• **Your objective**
Each entry, in full: reproduce it exactly.

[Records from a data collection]
:::::

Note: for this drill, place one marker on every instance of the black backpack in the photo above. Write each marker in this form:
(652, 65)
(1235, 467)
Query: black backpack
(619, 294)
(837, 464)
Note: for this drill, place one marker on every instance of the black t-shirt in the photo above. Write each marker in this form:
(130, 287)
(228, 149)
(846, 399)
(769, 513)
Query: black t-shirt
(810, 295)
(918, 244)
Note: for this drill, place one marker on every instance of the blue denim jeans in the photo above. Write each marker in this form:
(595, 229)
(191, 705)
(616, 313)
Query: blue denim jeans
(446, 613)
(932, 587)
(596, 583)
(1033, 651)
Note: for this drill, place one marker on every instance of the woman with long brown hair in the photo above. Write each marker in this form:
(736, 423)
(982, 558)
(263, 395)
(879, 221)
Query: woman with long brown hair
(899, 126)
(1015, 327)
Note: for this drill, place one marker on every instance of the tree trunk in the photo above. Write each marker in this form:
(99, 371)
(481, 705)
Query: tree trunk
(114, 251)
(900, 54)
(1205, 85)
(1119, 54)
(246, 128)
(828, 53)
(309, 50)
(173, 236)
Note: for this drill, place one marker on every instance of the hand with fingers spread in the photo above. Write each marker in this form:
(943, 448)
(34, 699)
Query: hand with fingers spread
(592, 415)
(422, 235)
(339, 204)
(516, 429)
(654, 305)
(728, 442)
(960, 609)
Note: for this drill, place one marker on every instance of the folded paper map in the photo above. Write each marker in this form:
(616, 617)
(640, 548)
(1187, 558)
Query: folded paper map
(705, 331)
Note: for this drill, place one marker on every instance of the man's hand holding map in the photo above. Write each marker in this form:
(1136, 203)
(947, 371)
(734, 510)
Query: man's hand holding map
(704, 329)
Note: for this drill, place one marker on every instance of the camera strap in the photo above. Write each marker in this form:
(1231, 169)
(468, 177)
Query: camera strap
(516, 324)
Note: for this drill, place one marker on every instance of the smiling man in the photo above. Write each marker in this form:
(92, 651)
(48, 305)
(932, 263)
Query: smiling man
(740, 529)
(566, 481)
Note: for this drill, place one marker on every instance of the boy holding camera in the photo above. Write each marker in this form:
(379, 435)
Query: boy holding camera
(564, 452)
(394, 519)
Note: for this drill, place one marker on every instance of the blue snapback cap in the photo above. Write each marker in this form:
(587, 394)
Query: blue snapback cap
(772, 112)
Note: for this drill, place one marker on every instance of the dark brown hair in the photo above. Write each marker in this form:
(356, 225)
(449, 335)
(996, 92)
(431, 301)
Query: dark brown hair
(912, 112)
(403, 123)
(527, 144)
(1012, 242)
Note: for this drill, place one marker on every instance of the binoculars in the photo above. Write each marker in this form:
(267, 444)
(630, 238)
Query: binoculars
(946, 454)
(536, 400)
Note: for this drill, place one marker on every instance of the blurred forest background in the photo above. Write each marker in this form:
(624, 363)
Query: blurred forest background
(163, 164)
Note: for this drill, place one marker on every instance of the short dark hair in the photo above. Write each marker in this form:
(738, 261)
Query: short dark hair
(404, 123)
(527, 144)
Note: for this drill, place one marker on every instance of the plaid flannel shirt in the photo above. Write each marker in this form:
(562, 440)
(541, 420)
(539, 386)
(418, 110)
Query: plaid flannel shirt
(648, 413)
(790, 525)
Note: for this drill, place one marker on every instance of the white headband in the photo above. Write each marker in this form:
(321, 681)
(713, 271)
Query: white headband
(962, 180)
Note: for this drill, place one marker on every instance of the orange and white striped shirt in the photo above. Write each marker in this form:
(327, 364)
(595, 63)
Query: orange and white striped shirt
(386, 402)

:::::

• **Task output**
Note: for this drill, place one marker on every instance of the black backpack in the photo above. Write each marker in this form:
(652, 65)
(1235, 467)
Query: black backpack
(619, 294)
(837, 464)
Note: for this drill, place one marker on every instance of the black t-shirt in the photo above. Write each marker in this form:
(130, 287)
(228, 149)
(846, 399)
(769, 513)
Query: black t-shirt
(810, 295)
(918, 244)
Note: for this drill, place one marker on every instance of the blue denim jeans in the photo above. Write each marker in this form:
(595, 229)
(191, 705)
(616, 313)
Query: blue denim jeans
(446, 613)
(932, 587)
(596, 583)
(1033, 651)
Note: for this drill, place one marker on every instance of the woman with long brown hair in the photo above. Write each marker in this form:
(736, 423)
(982, 558)
(263, 395)
(879, 221)
Query: woman with long brown hair
(899, 126)
(1015, 327)
Note: for this drill, place one marker on every instance of the tree trunk in the photo above. Write each marker in this form:
(99, 371)
(481, 705)
Query: tree trunk
(114, 251)
(900, 54)
(1205, 85)
(1119, 54)
(246, 128)
(828, 53)
(309, 50)
(173, 236)
Note: for this drill, place one marker on every instance of the hand with fingers spread in the photo above. Write each marker in this form:
(943, 448)
(34, 699)
Query: hand with fingers spread
(592, 415)
(422, 235)
(339, 204)
(516, 429)
(654, 305)
(728, 442)
(960, 609)
Note: for this drill, place one marker on every instance of the folded paper map in the photo above. Write each marker in this form:
(616, 617)
(640, 548)
(1187, 558)
Query: folded paper map
(705, 331)
Note: for this drill, place one marker on every instance of the man's hand holding map in the photo above. Write each marker in this form:
(1136, 203)
(947, 371)
(734, 510)
Query: man's hand holding map
(704, 329)
Note: for this drill, place one marker on every instance of the camera strap in the photo above. Write each marker in this form:
(1231, 169)
(468, 177)
Query: camera strap
(516, 324)
Note: for this drill, place one marker on every instance of the smiling man in the photo above. Write each marker in this form:
(92, 651)
(48, 305)
(932, 263)
Query: smiling man
(740, 529)
(566, 481)
Note: for this drill, place one marker on every instance of the boy holding camera in the photo above. Write each marker in this form:
(379, 435)
Query: boy holding camera
(564, 452)
(394, 519)
Note: for this drill, place one marker on every instance of the blue snapback cap in the photo above. Write each marker in this form:
(587, 394)
Query: blue snapback cap
(772, 112)
Note: for this drill, place one marker on every instance of the dark brown hair in the photo above. Write each marker in this form:
(356, 225)
(449, 335)
(996, 92)
(431, 301)
Query: dark brown hair
(912, 112)
(403, 123)
(527, 144)
(1012, 242)
Note: for this drill, place one marker on every instance of the binoculars in the photo above. Write each marker in this form:
(267, 444)
(630, 238)
Query: binoculars
(946, 454)
(536, 400)
Note: for this drill, place one marker on every instance of the blurred forest background in the photo above. Write each marker in this form:
(624, 363)
Query: blurred forest background
(163, 164)
Note: for this drill, place one marker on every instance of the short dark hair in the photo above. Write each marker in this form:
(738, 261)
Query: short dark hair
(404, 123)
(527, 144)
Note: for this drill, place one marker on every instance of the plaid flannel shirt in the photo above. Write each marker in this form:
(562, 440)
(541, 420)
(539, 386)
(418, 110)
Query: plaid flannel shirt
(648, 413)
(790, 525)
Note: for this drill, place one marker on every instance of the white headband in the photo above. Write each marker in this form:
(321, 681)
(713, 271)
Query: white headband
(962, 180)
Note: for this drill, place one marker on every instance of the orange and white striped shirt in the photo above. Write each marker in this form:
(327, 364)
(595, 63)
Query: orange and white striped shirt
(386, 402)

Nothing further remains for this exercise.